BRIEF:
Leave out the pictures and repeat exactly the lines from the one containing "keep with a single marker." through the end of the records.

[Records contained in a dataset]
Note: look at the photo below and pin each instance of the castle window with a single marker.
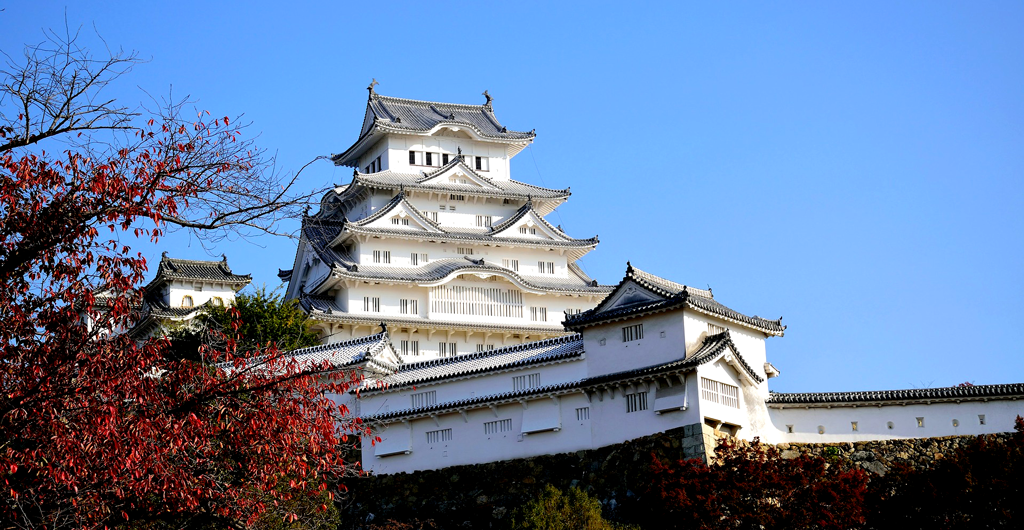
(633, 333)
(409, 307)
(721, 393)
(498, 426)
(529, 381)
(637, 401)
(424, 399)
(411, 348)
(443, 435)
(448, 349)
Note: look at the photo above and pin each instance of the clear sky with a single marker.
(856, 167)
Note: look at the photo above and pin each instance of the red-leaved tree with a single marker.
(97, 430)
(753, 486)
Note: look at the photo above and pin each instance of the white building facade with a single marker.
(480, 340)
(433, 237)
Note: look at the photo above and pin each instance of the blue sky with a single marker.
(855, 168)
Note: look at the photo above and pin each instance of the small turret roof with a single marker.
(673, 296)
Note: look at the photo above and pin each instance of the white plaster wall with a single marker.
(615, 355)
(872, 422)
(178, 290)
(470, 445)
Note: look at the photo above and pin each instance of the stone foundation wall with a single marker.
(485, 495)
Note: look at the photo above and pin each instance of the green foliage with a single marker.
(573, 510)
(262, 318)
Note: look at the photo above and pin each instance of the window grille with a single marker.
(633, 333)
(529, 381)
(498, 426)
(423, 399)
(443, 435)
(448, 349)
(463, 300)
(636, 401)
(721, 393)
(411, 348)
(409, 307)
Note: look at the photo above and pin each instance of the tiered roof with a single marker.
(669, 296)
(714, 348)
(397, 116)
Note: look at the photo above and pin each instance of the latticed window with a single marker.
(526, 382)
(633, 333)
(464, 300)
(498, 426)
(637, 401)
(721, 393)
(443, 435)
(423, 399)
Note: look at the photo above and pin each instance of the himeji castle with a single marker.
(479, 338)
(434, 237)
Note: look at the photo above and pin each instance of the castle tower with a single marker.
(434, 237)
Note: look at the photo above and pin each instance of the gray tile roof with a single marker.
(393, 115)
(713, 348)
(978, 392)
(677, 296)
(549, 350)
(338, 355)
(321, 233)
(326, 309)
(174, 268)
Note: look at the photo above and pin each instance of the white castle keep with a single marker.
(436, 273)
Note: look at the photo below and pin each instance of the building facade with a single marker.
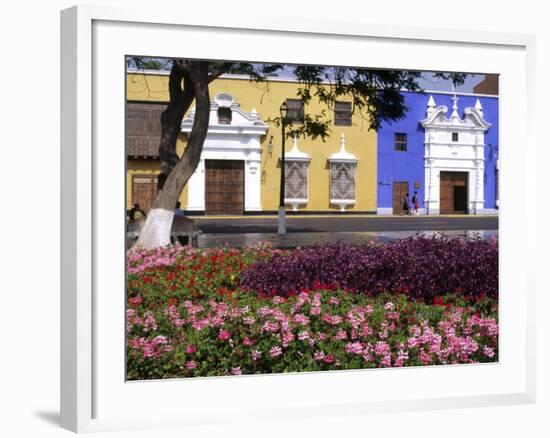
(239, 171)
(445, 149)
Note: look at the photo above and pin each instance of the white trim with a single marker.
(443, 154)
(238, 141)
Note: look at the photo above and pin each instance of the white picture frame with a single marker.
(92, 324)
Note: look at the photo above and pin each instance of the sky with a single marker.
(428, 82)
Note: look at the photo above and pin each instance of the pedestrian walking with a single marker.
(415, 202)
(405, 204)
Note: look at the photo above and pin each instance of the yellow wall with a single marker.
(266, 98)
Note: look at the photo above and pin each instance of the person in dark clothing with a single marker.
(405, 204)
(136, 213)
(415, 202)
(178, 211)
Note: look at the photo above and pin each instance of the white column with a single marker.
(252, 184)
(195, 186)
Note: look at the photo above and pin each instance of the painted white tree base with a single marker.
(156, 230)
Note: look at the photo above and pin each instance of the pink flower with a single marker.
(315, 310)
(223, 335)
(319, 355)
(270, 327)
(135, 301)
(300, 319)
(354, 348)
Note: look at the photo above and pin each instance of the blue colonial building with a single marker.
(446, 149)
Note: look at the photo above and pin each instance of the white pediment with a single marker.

WRITTEN ANSWER:
Note: look at the photo above and pin each instance of the white castle keep with a single marker.
(436, 273)
Note: look at the photo below and pin each instance of the building facade with a single marker.
(239, 171)
(445, 149)
Note: look at the photo above and pin each instance of the white trim with a single marker.
(443, 154)
(238, 141)
Note: look at the photo above and pin each instance of the white picture frame with a single marker.
(92, 324)
Note: look at the photo above and pin each instance of the sky with a single marker.
(428, 82)
Note: look at the photo above and pin each instance of the pedestrian walking with a single marker.
(415, 202)
(405, 204)
Note: look at the photo above and pin each instance of the yellow wall with a single marker.
(266, 98)
Note: look at the photo above and pin each instance of the person in dark clothing with a single marker.
(405, 204)
(136, 213)
(415, 202)
(178, 211)
Note: look at the photo above and pin each instance of the white column with a single marker.
(252, 184)
(195, 186)
Note: look at the photo above and pin each instance of the painted white tree base with a single marker.
(156, 230)
Note: look at the photo above and pin each instance of the pink flower with a single marker.
(315, 310)
(223, 335)
(319, 355)
(270, 327)
(135, 301)
(300, 319)
(354, 348)
Note: look at the photo above and pin each instance of the blue colonial building with a single marker.
(446, 149)
Note: look at the photo above and pin each instance of the white pediment with a single marker.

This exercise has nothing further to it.